__Exercise directions__.
In the abstract on platelet kinase activation, list in order the amino acid residues of the tethered sequence that thrombin unmasks on PAR1.

__Excerpted text__.
Activation of a novel 33-kDa SER/THR kinase by tyrosine kinase and calpain in thrombin-stimulated platelets

Abstract number: P0717

Ido^* M., Hayashi† T., Suzuki† K.

†Mie University School of Medicine, Japan ^*Perinatal Center of Mie University Hospital, Japan;

Thrombin receptor/protease-activated receptor1 (PAR1) is a member of the G protein-coupled receptor family containing seven transmembrane domains. Thrombin cleaves extracellular region of PAR1 at the Arg41/Ser42 peptide bond and unmasks a tethered sequence beginning with Ser-Phe-Leu-Leu-Arg-Asn (thrombin receptor agonist peptide) (TRAP); subsequent binding of this ligand sequence to separate extracellular region of the receptor is coupled with a transmembrane signaling, leading to rapid activation of molecules that induces reorganization of the cytoskeletal signaling. Previously, we identified a 33-kDa Ser/Thr protein kinase (PK33) in platelets which activity is increased 10-fold by treatment with thrombin or TRAP. However, PK33-related signal transduction pathway and the role of PK33 in the platelet activation are still unclear. In the present study, we examined possible role of m-calpain and/or tyrosine kinase on thrombin- or TRAP-induced PK33 activation or platelet aggregation. PK33 activity was measured using in-gel renaturation protein kinase assay. Incubation of platelets with calpain inhibitor, calpeptin, or tyrosine kinase inhibitor, herbimycin A, inhibited thrombin- or TRAP-induced PK33 activation and platelet aggregation in a dose-dependent manner. Many signaling molecules including tyrosine kinases were found to be located in the specific membrane structure, lipid raft. Treatment of platelets with methyl-[fnof]À-cyclodextrin, which induces destruction of lipid raft, inhibited thrombin-induced PK33 activation. These findings suggest that m-calpain and tyrosine kinases are involved in the activation of PK33, which may play an important role in the platelet aggregation.

__Supplied material__.
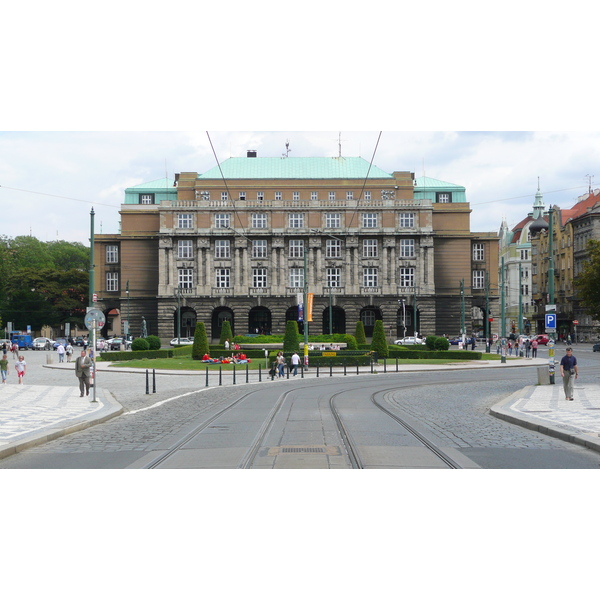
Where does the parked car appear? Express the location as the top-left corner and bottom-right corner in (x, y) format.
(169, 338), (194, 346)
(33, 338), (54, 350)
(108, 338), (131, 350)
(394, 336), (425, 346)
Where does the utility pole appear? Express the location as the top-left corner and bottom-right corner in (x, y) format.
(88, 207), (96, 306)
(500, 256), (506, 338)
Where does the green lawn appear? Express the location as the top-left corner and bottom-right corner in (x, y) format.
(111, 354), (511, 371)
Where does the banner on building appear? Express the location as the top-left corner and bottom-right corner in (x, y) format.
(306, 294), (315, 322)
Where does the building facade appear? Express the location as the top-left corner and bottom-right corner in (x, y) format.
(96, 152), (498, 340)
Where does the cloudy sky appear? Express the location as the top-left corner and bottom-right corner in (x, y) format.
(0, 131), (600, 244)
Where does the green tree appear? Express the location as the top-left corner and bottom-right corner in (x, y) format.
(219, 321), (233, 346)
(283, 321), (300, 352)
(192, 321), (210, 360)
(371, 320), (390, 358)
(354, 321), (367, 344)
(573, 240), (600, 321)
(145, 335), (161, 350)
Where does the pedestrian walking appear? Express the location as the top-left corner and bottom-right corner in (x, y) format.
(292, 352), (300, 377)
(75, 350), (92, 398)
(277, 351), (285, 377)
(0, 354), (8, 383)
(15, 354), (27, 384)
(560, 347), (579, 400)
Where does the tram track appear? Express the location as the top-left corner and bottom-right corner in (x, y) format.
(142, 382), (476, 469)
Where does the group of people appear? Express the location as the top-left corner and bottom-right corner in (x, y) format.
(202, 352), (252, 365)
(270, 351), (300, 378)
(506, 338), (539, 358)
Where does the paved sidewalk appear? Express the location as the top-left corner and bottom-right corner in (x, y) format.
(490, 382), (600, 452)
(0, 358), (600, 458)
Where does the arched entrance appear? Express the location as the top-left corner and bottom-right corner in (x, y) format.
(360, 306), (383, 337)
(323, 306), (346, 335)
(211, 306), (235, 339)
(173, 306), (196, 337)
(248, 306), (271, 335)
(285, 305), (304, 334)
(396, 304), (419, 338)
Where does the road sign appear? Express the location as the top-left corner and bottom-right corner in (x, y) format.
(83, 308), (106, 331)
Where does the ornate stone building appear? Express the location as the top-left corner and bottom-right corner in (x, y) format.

__Exercise result__.
Ser, Phe, Leu, Leu, Arg, Asn